When the Philadelphia International Festival of the Arts (PIFA) begins next month, 1,500 artists will stage plays, perform acrobatics and even install an 81–foot replica of the Eiffel Tower to replicate Paris’ vibrant creative scene between 1910 and 1920. Those who visit the exhibit, “Paris Through the Window: Marc Chagall and his Circle,” under the pretense that it should be a blockbuster are likely to leave disappointed. The show is on view at the Perelman building and comprised of roughly 70 paintings, sculptures and works on paper created by Chagall and his emigre contemporaries.

However, Michael Taylor (the exhibition’s organizer and the PMA’s curator of Modern Art) compensates for “Paris Through the Window’s” lack of volume with quality. Beyond the expectation and noise of the PMA’s main building, Taylor is able to step into the modernists’ smoky cafe culture and provide visitors with a privileged understanding of Chagall’s artistic growth while living in the city of light.

The exhibition’s first gallery assumes the difficult task of debunking self–generated myths concerning the Jewish painter’s artistic beginnings. With details of his early life in Russia obscured by the Iron Curtain, Chagall’s claims of singular genius went largely uncontested until his death in 1985. One can interpret the man parachuting off of the Eiffel Tower in the show’s namesake painting, Paris through the Window (1913), as a self-aggrandizing symbol of the artist landing fully formed and confident in the frenetic city below.

============================================================

## Complete the following
[A] According to the Chagall exhibition review, who organized "Paris Through the Window"?
[B] Reproduce the lines of the listing from the one containing "Segment every instance of the woman in red" through the end of the listing, inclusive.

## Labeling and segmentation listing
============================================================

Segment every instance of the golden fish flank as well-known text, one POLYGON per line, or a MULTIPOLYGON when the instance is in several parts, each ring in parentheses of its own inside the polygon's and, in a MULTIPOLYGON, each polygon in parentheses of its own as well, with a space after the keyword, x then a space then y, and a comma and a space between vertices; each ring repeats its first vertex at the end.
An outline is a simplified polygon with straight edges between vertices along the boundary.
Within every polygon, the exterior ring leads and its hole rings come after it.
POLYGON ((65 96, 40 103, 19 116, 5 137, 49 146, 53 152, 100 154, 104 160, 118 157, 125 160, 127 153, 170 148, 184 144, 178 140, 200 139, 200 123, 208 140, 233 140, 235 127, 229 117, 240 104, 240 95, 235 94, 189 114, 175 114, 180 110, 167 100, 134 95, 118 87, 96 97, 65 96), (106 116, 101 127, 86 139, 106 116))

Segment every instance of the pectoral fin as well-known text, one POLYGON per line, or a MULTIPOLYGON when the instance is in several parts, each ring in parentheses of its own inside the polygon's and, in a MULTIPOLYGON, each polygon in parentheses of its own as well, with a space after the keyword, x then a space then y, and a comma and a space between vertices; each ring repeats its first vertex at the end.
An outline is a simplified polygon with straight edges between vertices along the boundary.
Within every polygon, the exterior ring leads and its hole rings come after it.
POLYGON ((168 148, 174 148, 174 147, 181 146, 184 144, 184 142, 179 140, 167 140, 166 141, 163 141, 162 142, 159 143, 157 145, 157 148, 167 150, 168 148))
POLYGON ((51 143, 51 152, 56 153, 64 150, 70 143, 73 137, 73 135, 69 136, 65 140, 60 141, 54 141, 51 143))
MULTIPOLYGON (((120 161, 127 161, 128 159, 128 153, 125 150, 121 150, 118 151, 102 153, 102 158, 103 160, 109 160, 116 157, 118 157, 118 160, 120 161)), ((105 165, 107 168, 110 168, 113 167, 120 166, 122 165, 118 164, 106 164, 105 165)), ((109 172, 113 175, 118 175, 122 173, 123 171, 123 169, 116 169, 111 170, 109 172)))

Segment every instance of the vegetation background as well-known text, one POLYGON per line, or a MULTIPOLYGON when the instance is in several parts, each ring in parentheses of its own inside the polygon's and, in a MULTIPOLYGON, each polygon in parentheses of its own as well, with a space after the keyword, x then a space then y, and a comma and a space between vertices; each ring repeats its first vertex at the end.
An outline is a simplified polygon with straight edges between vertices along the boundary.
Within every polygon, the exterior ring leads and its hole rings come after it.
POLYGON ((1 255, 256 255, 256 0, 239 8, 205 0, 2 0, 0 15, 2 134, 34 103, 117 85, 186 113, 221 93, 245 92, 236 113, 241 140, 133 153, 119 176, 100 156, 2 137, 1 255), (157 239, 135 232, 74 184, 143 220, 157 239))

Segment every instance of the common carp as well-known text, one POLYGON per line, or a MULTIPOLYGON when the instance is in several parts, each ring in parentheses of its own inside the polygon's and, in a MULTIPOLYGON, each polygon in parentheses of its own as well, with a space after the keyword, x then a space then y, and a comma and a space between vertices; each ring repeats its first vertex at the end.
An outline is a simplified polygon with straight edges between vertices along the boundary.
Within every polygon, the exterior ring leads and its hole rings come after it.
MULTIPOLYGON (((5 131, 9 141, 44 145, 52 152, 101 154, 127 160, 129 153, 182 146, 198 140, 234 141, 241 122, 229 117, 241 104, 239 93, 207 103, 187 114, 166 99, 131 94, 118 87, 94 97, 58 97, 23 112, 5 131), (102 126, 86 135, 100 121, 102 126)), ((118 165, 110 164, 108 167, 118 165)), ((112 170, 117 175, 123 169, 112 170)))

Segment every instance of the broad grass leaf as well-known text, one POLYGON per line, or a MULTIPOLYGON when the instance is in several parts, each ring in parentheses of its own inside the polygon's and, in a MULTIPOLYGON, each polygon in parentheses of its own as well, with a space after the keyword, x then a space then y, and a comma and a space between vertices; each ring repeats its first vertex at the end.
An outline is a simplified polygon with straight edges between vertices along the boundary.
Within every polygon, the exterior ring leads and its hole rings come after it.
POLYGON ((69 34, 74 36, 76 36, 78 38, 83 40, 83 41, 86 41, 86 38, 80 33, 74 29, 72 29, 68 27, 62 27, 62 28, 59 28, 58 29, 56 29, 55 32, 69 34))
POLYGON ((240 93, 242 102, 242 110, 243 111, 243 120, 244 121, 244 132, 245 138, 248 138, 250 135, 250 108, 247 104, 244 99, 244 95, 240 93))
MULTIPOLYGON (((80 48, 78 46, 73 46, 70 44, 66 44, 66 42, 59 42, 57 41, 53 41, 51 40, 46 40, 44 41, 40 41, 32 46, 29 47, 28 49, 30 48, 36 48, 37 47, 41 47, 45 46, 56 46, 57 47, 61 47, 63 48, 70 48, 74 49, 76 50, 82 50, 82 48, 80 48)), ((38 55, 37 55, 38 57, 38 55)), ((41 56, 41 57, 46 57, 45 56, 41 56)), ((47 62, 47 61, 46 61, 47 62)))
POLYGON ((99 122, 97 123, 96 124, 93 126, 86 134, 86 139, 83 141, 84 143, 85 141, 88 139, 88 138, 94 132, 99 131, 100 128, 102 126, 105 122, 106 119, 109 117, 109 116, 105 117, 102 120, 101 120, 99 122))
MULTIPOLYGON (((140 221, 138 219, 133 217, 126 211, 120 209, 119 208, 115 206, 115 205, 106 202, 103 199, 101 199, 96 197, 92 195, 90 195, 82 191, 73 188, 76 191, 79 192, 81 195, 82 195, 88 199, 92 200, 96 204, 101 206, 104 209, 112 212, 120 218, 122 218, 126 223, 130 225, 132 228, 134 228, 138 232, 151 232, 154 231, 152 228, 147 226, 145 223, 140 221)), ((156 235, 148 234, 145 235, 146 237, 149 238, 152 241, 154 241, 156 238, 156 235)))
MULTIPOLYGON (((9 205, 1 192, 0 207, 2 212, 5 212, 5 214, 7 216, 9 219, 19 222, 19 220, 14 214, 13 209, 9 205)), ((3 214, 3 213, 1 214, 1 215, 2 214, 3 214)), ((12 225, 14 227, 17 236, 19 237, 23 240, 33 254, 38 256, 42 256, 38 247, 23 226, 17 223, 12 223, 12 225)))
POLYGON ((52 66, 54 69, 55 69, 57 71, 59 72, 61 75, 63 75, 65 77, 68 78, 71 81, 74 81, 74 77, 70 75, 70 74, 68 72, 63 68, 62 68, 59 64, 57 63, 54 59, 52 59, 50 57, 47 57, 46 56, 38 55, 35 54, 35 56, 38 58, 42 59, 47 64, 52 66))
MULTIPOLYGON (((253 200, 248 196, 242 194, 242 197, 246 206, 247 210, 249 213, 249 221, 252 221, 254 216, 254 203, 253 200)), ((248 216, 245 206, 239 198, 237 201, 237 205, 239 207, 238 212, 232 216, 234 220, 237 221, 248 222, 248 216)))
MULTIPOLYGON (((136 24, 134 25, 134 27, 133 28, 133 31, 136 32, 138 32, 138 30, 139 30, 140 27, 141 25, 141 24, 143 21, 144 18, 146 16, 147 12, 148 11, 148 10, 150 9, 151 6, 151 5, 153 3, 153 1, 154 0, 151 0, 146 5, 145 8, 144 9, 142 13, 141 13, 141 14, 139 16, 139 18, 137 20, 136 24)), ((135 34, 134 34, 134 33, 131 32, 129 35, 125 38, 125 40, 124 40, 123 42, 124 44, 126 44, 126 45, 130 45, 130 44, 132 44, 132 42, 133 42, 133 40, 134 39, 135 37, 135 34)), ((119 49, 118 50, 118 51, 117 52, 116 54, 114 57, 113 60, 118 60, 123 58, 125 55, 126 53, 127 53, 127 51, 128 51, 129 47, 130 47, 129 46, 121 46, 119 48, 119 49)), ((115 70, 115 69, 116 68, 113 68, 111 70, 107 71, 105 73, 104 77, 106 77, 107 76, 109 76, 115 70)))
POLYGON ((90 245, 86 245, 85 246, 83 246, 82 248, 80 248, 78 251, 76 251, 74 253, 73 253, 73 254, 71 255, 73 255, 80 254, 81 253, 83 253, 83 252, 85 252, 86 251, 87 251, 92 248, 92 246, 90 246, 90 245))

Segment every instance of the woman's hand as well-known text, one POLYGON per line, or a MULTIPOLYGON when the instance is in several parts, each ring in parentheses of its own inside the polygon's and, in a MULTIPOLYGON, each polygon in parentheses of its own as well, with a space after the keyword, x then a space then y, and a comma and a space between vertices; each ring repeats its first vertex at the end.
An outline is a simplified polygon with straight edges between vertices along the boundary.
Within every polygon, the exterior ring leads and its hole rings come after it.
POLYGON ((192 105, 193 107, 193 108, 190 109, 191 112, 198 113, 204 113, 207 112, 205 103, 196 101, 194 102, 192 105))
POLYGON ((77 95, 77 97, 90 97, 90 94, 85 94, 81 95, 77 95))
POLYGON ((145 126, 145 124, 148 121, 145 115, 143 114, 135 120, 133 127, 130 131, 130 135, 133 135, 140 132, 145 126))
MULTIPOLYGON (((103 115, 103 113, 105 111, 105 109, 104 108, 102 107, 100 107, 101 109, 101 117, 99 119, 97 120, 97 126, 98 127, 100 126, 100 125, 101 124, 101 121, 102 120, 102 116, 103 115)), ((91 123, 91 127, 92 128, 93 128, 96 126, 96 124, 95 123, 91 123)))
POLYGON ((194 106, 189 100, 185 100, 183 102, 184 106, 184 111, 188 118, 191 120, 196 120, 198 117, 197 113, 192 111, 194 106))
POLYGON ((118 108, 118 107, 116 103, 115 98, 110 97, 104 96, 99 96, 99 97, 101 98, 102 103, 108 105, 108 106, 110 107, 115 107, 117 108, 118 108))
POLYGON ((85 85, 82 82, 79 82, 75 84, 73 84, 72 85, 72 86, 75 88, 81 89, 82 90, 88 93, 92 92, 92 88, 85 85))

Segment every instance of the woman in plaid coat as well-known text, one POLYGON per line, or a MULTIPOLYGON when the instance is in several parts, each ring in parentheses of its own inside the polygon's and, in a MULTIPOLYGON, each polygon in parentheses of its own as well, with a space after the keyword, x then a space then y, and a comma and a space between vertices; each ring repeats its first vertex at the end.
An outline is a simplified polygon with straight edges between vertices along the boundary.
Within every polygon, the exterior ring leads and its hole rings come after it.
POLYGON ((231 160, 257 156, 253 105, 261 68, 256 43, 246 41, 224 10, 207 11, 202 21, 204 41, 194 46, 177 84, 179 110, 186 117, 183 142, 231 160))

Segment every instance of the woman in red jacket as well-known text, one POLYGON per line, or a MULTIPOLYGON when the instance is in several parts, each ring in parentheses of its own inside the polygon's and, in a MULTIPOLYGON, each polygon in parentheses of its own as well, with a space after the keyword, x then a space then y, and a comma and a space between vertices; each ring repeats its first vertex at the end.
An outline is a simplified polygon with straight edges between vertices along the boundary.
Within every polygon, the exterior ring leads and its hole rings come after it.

============================================================

## The responses
[A] Michael Taylor, the PMA's curator of Modern Art.

[B]
Segment every instance of the woman in red jacket as well-known text, one POLYGON per line, or a MULTIPOLYGON when the instance is in several parts, each ring in parentheses of its own inside the polygon's and, in a MULTIPOLYGON, each polygon in parentheses of its own as well, with a space after the keyword, x then a space then y, and a comma and a space between vertices; each ring repeats its first vertex at the end.
An outline is a simplified polygon with straight edges between vertices along the boundary.
Within every polygon, the exterior ring leads and its hole rings come after it.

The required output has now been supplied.